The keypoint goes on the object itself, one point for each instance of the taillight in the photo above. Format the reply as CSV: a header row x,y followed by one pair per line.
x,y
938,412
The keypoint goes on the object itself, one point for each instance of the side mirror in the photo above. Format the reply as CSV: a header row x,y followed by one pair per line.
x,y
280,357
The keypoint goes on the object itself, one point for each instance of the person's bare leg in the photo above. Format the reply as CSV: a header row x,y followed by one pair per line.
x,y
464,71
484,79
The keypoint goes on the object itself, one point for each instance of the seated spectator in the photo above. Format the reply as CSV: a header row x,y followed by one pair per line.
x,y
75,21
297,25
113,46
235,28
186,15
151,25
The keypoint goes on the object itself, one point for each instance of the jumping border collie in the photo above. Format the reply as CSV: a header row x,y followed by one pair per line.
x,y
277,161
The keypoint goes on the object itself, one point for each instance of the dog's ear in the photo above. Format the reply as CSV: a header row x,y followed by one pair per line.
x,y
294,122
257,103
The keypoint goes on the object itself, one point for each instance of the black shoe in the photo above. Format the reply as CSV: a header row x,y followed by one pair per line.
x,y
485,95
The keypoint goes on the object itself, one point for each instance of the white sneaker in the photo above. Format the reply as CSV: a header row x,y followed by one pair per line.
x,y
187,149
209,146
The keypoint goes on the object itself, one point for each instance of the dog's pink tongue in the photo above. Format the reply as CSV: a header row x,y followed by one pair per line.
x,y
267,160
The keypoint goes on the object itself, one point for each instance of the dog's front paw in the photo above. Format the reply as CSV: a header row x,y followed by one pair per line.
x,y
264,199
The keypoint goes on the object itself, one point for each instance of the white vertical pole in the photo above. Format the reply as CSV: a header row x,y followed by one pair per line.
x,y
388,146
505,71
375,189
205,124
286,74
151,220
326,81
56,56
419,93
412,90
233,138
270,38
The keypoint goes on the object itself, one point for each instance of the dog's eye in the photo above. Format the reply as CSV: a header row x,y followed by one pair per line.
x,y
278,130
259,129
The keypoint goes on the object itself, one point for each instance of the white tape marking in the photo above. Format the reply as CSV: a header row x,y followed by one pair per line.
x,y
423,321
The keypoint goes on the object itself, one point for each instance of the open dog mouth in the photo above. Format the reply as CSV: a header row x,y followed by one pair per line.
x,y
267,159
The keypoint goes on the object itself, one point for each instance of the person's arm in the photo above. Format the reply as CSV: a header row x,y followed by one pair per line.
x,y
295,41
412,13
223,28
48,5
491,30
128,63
★ ★ ★ ★ ★
Nothing should be omitted or altered. Retype the records exactly.

## Written response:
The keypoint goes on the object itself, one point for each instance of the taillight in the photo above. Format the reply as CSV: a header row x,y followed by one pair per line.
x,y
938,412
The keypoint goes on the object itself, one point for each instance of the side mirror in the photo above. Format the reply as CSV: a header row x,y followed by one pair per line.
x,y
280,357
The keypoint goes on the object itself, one point for each instance of the person's bare leg in the photo above. Format the reply as CSV: a header row x,y followed by one pair per line.
x,y
464,71
484,79
The keypoint goes on the object itself, one point for each instance of the seated spectator in the photo above. Format the reply as CSV: a header row x,y followed by one pair per line.
x,y
75,21
297,25
113,46
235,28
186,15
151,25
The keypoint goes on the object itself, one point for each instance of the jumping border collie in the photo above. Format the reply as CSV: a header row x,y followed by one pair per line.
x,y
277,161
The keypoint goes on the object itself, one point for each instance of the dog's ear in the photo above. Format the reply as CSV: a header row x,y followed by one pair per line.
x,y
294,122
257,103
The keypoint goes on the object itself, one point for each instance of the black shoe in the photo above. Format the reply as CSV: a header row x,y followed by one pair per line.
x,y
485,95
The keypoint goes on the object itself, one point for each instance of the white sneaker in the photo above. Format the reply as CSV: a header row x,y followed by one pair per line.
x,y
187,149
209,146
The keypoint goes on the object itself, one point for each instance of the dog's pink tongue in the photo above. Format the reply as CSV: a header row x,y followed by one pair per line.
x,y
267,160
The keypoint goes on the object itself, one point for each instance of the dog's front paw in the photo above. Format the reply as CSV: a header row x,y followed by one pair per line.
x,y
264,199
The keypoint goes on the object itself, one point for each instance of the white vertical pole in the photo above. Format the reply as CSV: a header row x,y followed by one pair per line.
x,y
388,146
505,71
375,189
205,124
286,74
151,220
326,81
56,56
419,93
412,90
233,138
270,38
The keypoint goes on the object itself, one point for each instance of the dog's eye in the photo above. Format the reply as CSV: a header row x,y followed by one pair per line.
x,y
278,130
259,129
The keypoint goes on the object itself, one point for each instance of the white tape marking in the photo above. Format the reply as CSV: a header row x,y followed by one pair per line.
x,y
423,321
The keypoint goes on the object itself, one point for each instance of the open dog mouth in the photo above. Format the reply as CSV: a header row x,y followed by one pair per line.
x,y
267,159
The keypoint goes on the object itself, one point for each instance of the person's arm in the photo above. Format the reply as CSV: a header row x,y followed by one pair per line.
x,y
295,41
412,13
223,28
48,5
491,30
128,63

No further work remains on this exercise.